● WORK REQUIRED: Find the string "Target" in the records. Copy each line that has it.

● PROVIDED RECORDS:
=-=-=
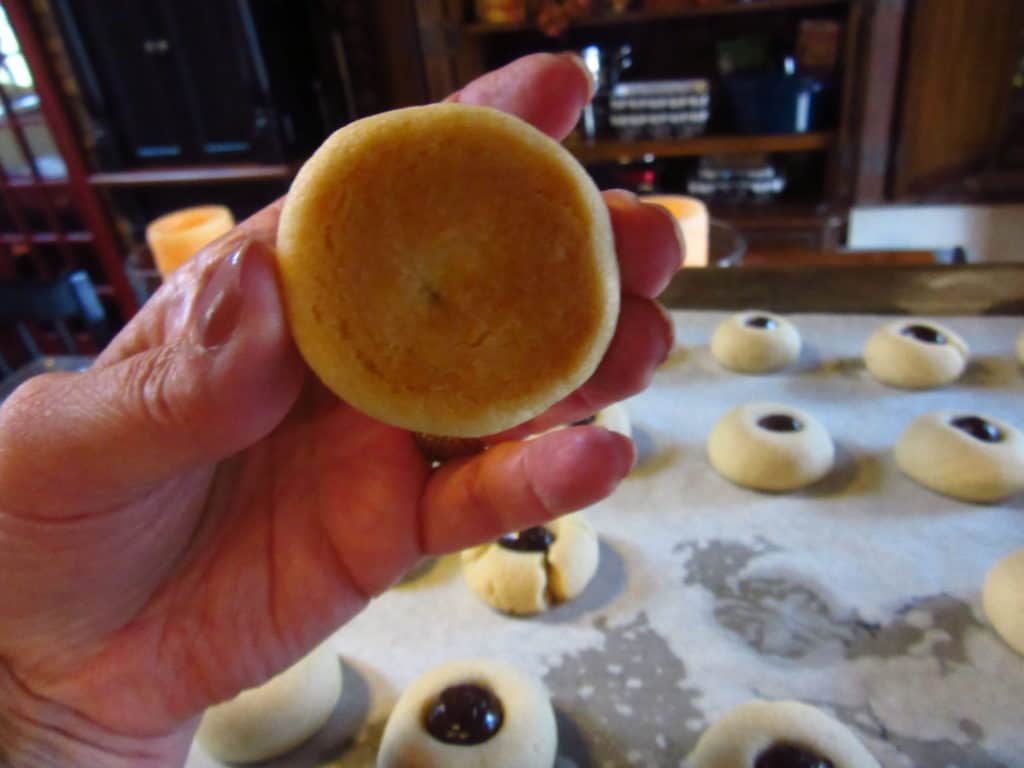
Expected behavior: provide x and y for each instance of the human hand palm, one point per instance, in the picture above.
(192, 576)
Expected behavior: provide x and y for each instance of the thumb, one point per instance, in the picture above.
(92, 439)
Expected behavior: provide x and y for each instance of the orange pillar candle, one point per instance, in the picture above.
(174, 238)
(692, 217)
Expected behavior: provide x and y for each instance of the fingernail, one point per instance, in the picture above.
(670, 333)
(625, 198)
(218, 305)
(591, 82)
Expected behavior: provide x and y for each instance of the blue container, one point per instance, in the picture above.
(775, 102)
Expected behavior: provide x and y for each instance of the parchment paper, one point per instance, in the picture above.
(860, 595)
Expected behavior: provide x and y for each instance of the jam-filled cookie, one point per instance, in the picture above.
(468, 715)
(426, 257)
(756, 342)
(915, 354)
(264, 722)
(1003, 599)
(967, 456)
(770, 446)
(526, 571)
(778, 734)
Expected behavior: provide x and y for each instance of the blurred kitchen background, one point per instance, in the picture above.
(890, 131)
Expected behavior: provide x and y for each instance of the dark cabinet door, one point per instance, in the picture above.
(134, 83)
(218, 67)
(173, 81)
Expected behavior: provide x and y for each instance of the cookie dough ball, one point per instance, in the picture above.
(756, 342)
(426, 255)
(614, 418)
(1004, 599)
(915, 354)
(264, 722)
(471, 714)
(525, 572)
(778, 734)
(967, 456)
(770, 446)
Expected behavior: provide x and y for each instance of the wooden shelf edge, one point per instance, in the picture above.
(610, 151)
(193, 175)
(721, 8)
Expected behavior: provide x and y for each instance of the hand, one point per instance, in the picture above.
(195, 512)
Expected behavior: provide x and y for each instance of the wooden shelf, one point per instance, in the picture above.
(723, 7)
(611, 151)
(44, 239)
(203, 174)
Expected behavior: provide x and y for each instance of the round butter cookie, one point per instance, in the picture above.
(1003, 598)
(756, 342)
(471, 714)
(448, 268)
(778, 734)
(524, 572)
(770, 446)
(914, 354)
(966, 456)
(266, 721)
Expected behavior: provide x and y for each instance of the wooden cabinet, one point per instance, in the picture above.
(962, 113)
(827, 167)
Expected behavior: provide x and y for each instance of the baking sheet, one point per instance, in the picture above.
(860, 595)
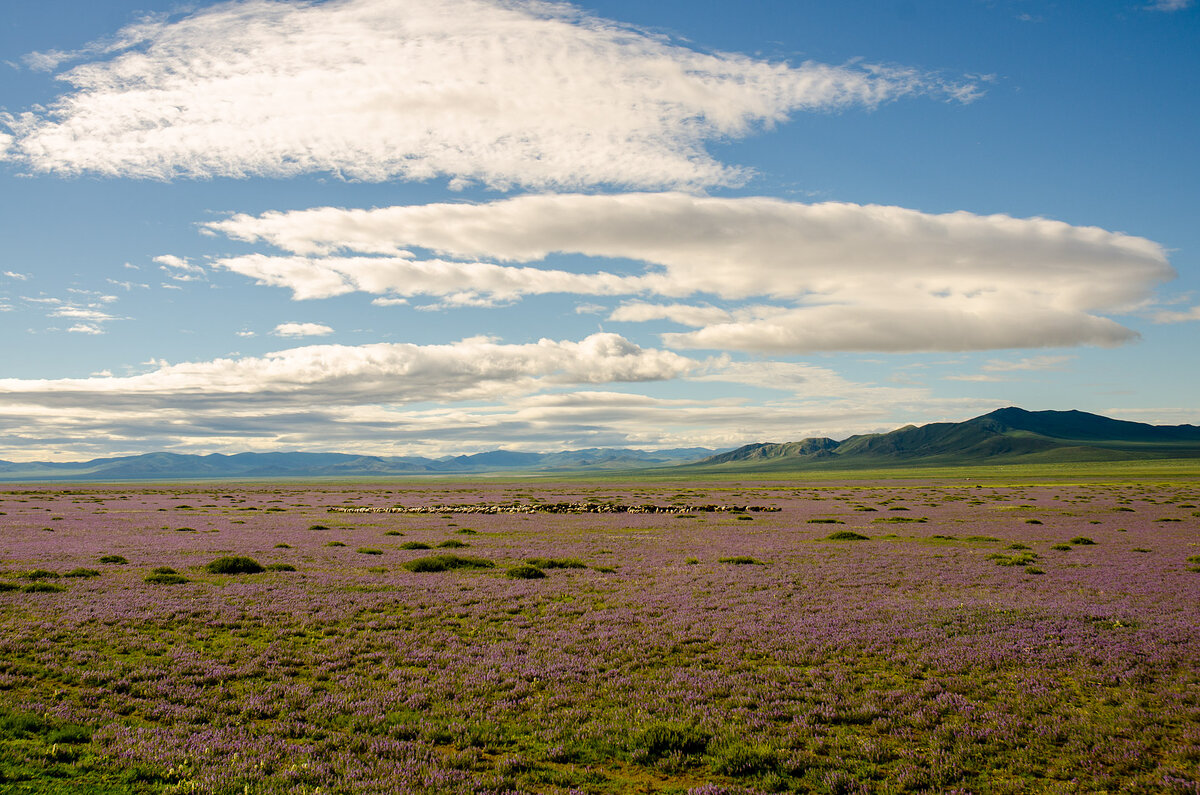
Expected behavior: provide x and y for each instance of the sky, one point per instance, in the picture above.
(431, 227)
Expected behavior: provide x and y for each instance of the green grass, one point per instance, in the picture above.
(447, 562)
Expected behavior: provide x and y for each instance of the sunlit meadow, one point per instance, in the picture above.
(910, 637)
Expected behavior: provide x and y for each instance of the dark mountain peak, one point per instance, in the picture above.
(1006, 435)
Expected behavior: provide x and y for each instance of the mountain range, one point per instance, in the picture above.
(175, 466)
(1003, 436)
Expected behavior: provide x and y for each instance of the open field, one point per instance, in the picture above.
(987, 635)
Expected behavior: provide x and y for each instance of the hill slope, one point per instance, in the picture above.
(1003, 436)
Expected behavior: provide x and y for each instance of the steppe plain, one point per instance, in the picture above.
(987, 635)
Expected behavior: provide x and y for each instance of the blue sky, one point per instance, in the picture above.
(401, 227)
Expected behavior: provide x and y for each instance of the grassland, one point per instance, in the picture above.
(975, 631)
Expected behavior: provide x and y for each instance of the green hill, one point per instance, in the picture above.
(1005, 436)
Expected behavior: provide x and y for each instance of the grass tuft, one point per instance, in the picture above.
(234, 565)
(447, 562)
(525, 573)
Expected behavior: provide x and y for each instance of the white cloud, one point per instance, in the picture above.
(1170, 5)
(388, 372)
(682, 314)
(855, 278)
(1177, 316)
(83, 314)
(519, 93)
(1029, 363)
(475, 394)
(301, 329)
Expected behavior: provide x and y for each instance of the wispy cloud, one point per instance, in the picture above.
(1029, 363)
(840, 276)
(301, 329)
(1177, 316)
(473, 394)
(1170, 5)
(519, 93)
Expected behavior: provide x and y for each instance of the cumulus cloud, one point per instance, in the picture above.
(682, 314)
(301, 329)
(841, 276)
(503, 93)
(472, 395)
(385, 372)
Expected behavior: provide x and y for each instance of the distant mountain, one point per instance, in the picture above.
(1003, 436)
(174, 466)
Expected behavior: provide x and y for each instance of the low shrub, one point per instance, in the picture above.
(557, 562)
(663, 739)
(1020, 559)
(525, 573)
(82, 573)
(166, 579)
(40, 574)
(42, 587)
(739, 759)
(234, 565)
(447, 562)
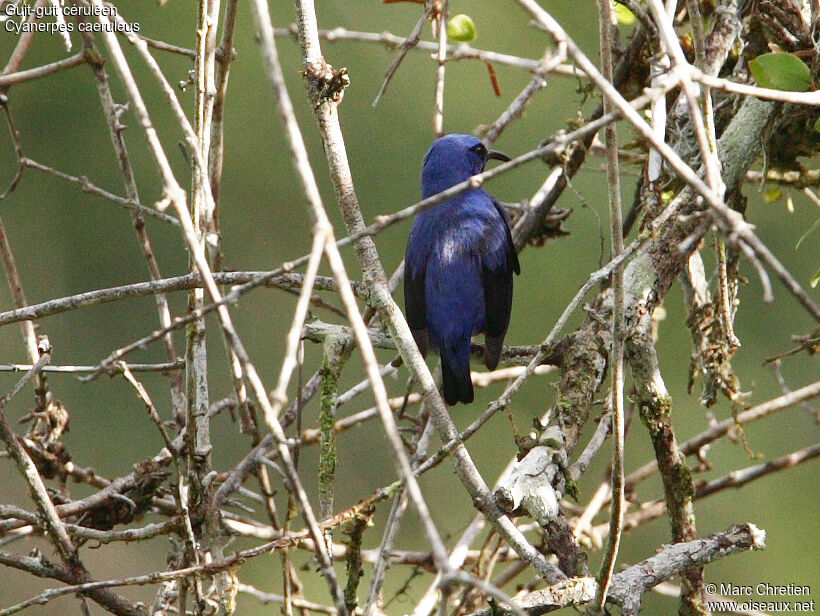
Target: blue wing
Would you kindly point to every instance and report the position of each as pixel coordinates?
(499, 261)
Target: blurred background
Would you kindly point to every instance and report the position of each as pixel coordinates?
=-=-=
● TASK ANSWER:
Target: blue wing
Target: blurred background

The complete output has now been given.